Segmentation mask data:
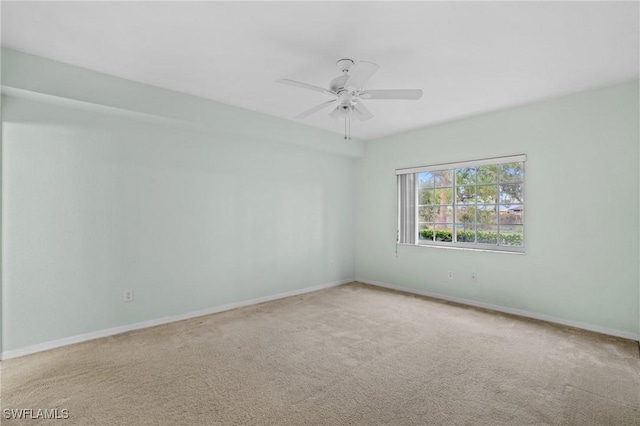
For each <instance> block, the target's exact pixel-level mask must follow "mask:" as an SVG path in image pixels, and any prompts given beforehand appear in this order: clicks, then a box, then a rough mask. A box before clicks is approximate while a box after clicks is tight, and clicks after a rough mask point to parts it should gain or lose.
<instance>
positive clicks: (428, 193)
mask: <svg viewBox="0 0 640 426" xmlns="http://www.w3.org/2000/svg"><path fill="white" fill-rule="evenodd" d="M435 203H436V195H435V189H419V190H418V204H420V205H425V204H427V205H428V204H435Z"/></svg>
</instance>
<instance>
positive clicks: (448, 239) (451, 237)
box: [435, 223, 453, 243]
mask: <svg viewBox="0 0 640 426" xmlns="http://www.w3.org/2000/svg"><path fill="white" fill-rule="evenodd" d="M435 228H436V234H435V238H436V241H444V242H448V243H450V242H451V241H453V224H451V223H436V224H435Z"/></svg>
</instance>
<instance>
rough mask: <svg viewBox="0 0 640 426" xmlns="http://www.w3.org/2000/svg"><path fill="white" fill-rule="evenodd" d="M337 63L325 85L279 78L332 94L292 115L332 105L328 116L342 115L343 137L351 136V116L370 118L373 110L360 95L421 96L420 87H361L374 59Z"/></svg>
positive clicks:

> **What to do**
Since only the text is wanted, repeat all the records above exactly and omit the pictures.

> **Task response**
For each <instance> block, the target's exact pixel-level mask must follow "mask:" as an SVG path in image pixels, and any prompts given beforehand appear in this order: clicks, then a box, then a rough mask. A box before clicks is approximate while a box after clicks is tight, and clicks after a rough mask point to parts it should gain or lose.
<instance>
positive clicks: (428, 193)
mask: <svg viewBox="0 0 640 426" xmlns="http://www.w3.org/2000/svg"><path fill="white" fill-rule="evenodd" d="M435 203H436V195H435V189H419V190H418V204H420V205H425V204H427V205H428V204H435Z"/></svg>
</instance>
<instance>
positive clicks: (448, 239) (451, 237)
box: [435, 223, 453, 243]
mask: <svg viewBox="0 0 640 426" xmlns="http://www.w3.org/2000/svg"><path fill="white" fill-rule="evenodd" d="M435 228H436V234H435V238H436V241H444V242H448V243H450V242H451V241H453V224H451V223H436V224H435Z"/></svg>
</instance>
<instance>
rough mask: <svg viewBox="0 0 640 426" xmlns="http://www.w3.org/2000/svg"><path fill="white" fill-rule="evenodd" d="M337 63L325 85L279 78L332 94L292 115L332 105L328 116L342 115L343 137L351 136V116L370 118L373 110L360 95L421 96L420 87H361L374 59Z"/></svg>
positive clicks:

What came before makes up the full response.